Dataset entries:
══════════

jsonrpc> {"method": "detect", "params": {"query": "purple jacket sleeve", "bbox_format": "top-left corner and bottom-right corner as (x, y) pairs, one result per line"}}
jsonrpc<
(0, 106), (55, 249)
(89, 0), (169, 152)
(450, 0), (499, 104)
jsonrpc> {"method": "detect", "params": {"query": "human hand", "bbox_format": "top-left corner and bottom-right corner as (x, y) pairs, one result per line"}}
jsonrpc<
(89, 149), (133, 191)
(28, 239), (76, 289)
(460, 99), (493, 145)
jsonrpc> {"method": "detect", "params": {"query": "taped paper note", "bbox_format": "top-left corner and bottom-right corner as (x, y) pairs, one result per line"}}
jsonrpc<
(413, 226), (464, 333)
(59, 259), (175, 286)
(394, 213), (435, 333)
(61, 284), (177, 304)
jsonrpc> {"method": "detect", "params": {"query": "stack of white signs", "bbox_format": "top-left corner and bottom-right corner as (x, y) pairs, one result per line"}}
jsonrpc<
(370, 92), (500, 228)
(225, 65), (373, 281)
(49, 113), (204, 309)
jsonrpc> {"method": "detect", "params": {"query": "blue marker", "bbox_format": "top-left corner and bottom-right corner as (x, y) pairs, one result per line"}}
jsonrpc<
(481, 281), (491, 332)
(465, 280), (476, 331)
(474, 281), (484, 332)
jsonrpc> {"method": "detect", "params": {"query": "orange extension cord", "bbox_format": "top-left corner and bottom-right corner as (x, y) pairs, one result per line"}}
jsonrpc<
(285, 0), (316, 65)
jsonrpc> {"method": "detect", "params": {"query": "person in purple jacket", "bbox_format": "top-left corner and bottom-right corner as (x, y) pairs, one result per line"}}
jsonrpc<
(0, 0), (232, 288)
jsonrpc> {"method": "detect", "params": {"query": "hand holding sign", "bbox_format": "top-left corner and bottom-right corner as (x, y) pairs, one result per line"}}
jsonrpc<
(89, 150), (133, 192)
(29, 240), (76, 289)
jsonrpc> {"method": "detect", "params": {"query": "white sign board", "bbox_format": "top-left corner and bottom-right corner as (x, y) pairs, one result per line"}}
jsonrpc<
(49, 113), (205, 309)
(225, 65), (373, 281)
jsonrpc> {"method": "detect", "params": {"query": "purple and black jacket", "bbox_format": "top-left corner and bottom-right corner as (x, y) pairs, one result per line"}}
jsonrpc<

══════════

### Given task
Write out all the lines again, exactly as they are.

### Exercise solution
jsonrpc> {"method": "detect", "params": {"query": "purple jacket sleeve", "bbox_format": "top-left corner and bottom-right corner as (x, y) pairs, one result per line"}}
jsonrpc<
(0, 106), (55, 249)
(89, 0), (169, 152)
(450, 0), (499, 104)
jsonrpc> {"method": "detect", "params": {"query": "human hand", "bbox_format": "top-left corner and bottom-right corner as (x, y) pairs, one result per line"}}
jsonrpc<
(89, 149), (133, 191)
(28, 239), (76, 289)
(460, 99), (493, 145)
jsonrpc> {"method": "detect", "params": {"query": "taped paper note", "bbox_format": "top-left corner and bottom-right corner as (x, y) pairs, one result per line"}}
jsonrpc<
(413, 226), (464, 333)
(59, 259), (175, 286)
(394, 213), (435, 333)
(61, 284), (177, 304)
jsonrpc> {"method": "detect", "params": {"query": "stack of white signs", "bbox_format": "top-left corner and bottom-right corner as (x, y) pairs, one result per line"}}
jsonrpc<
(370, 92), (500, 228)
(225, 65), (373, 281)
(49, 113), (204, 309)
jsonrpc> {"method": "detect", "params": {"query": "blue marker", "bbox_format": "top-left corner and bottom-right corner as (x, y) pairs, one result per line"}}
jsonrpc<
(481, 281), (491, 332)
(465, 280), (476, 331)
(474, 281), (484, 332)
jsonrpc> {"method": "detect", "params": {"query": "orange extension cord", "bbox_format": "top-left corner and bottom-right corner as (x, y) pairs, one result per line"}}
jsonrpc<
(285, 0), (316, 65)
jsonrpc> {"method": "detect", "params": {"query": "person in purple jacket", "bbox_format": "top-left corner and bottom-right corner as (x, y) pairs, one result per line"}}
jsonrpc<
(0, 0), (232, 288)
jsonrpc> {"method": "detect", "params": {"query": "hand holding sign", "bbox_format": "top-left corner and bottom-right corner as (x, y) pairs, one result per line"}}
jsonrpc<
(89, 150), (133, 192)
(29, 240), (76, 289)
jsonrpc> {"method": "detect", "params": {"query": "white sign board", "bbox_format": "top-left corner and bottom-right corner as (x, y) pairs, one result per line"}}
jsonrpc<
(49, 113), (205, 309)
(225, 65), (373, 281)
jsonrpc> {"method": "detect", "params": {"query": "purple and black jacket", "bbox_format": "top-left corner and bottom-right corner as (x, y) pairs, one result per line"}}
jsonrpc<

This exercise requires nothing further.